+++ DOCUMENT EXCERPT +++

As Tsipras et al. first reported, the adversarial examples crafted against properly adversarially trained models are not mere noise but actually take on the genuine visual features of the target class. For example, attack images forced to be classified as a “horse” really do exhibit elements like the contour of a horse and fur-like textures. The same pattern appears for the Free-trained model, and the attack images from the two training schemes are qualitatively almost indistinguishable. This is indirect evidence that Free training learns internally a representation similar to that of PGD training.

Flat Loss Landscape

Loss landscape around CIFAR-10 validation images (left: Free $m=8$, right: 7-PGD training)

The second diagnostic looks directly at the loss landscape itself. The figure above plots the loss in a neighborhood of CIFAR-10 validation images along two cross-sections; the top two plots $(a), (b)$ are along an adversarial direction and a random direction, and the bottom two plots $(c), (d)$ are along two random directions.

+++ RECORDS +++

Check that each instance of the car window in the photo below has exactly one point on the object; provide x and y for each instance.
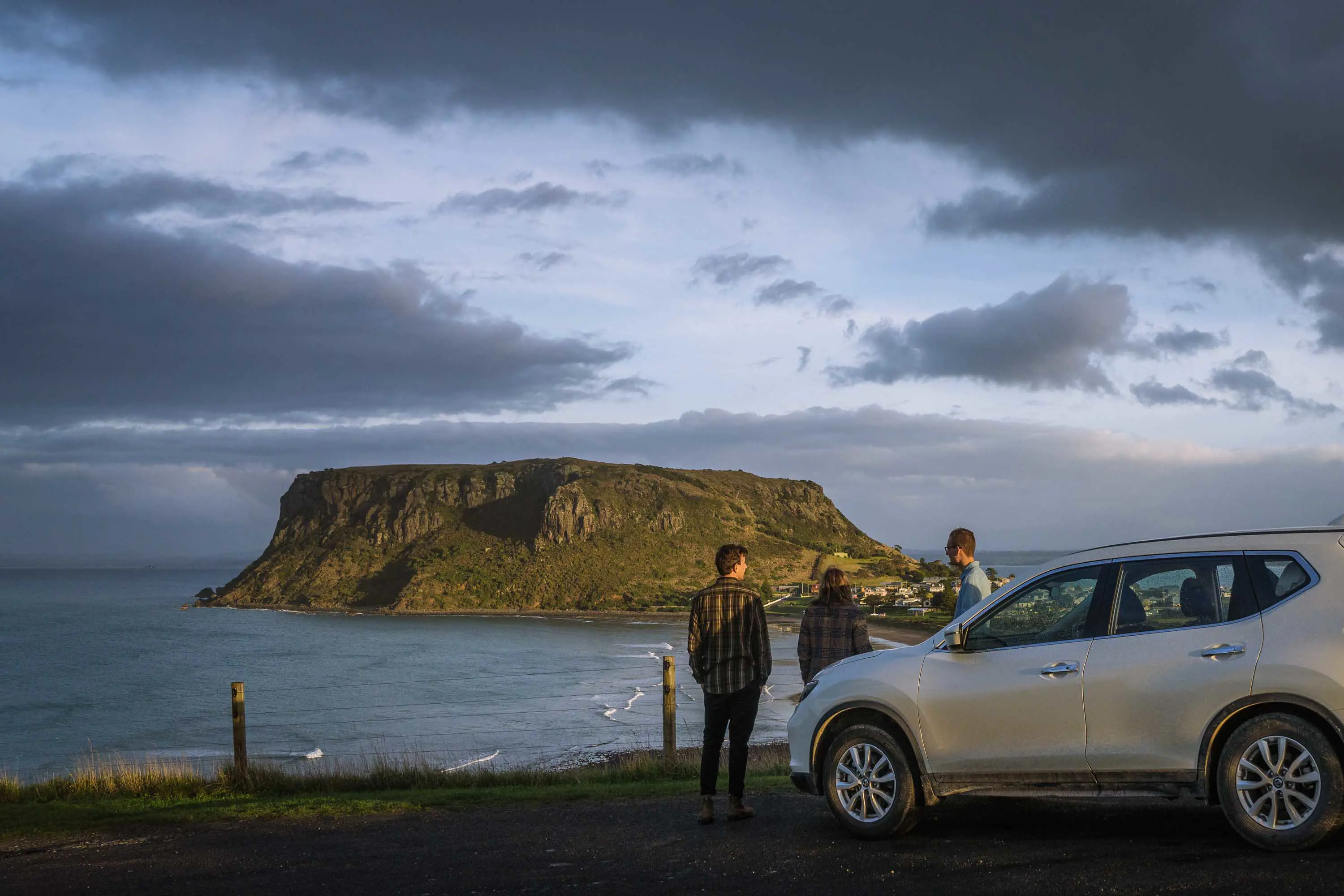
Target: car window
(1054, 609)
(1179, 593)
(1276, 577)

+++

EXERCISE DETAILS:
Continue the excerpt on adversarial training beyond its final sentence.

SOLVED PROBLEM:
If the model were operating via gradient masking, one would expect a strange shape in which the loss is flat along the adversarial direction but changes a lot along random directions. In both the Free-trained model $(a)$ and the 7-PGD-trained model $(b)$, however, the adversarial direction does in fact correspond to the direction of greatest change in loss, and the landscape itself is smooth and flat for both models. The interpretation is that Free training’s robustness is not the result of hiding gradients to dodge attacks, but is genuinely the result of broadly flattening the loss landscape.

Extension to ImageNet

Another major contribution of this paper is making ImageNet adversarial training feasible on realistic lab-scale hardware. Previous ImageNet adversarial training studies required mobilizing 53 P100s or 128 V100s. Free training, by contrast, can train a robust ResNet-50 model in about 2 days on a single workstation with 4 P100 GPUs.

Natural accuracy (left) and PGD-100 robust accuracy (right) on ImageNet as a function of $\epsilon$ and $m$

The figure above shows natural accuracy and robust accuracy under PGD-100 attack measured while jointly varying the training-time perturbation budget $\epsilon$ and the minibatch replay count $m$. With $\epsilon = 2$, the Free $m=4$ model maintains 43.4% robust accuracy under PGD-100 — at the time of publication, the first level of robustness on ImageNet ever achieved against non-targeted attacks.

A trend in which robustness becomes drastically harder to obtain as $\epsilon$ grows is observed, but this is not a limitation specific to Free training; it is an ImageNet-specific difficulty also reported uniformly in earlier studies. Even so, what is clear is that Free training has pulled robust ImageNet training down from being the exclusive privilege of a few institutions to a project that an ordinary lab can attempt.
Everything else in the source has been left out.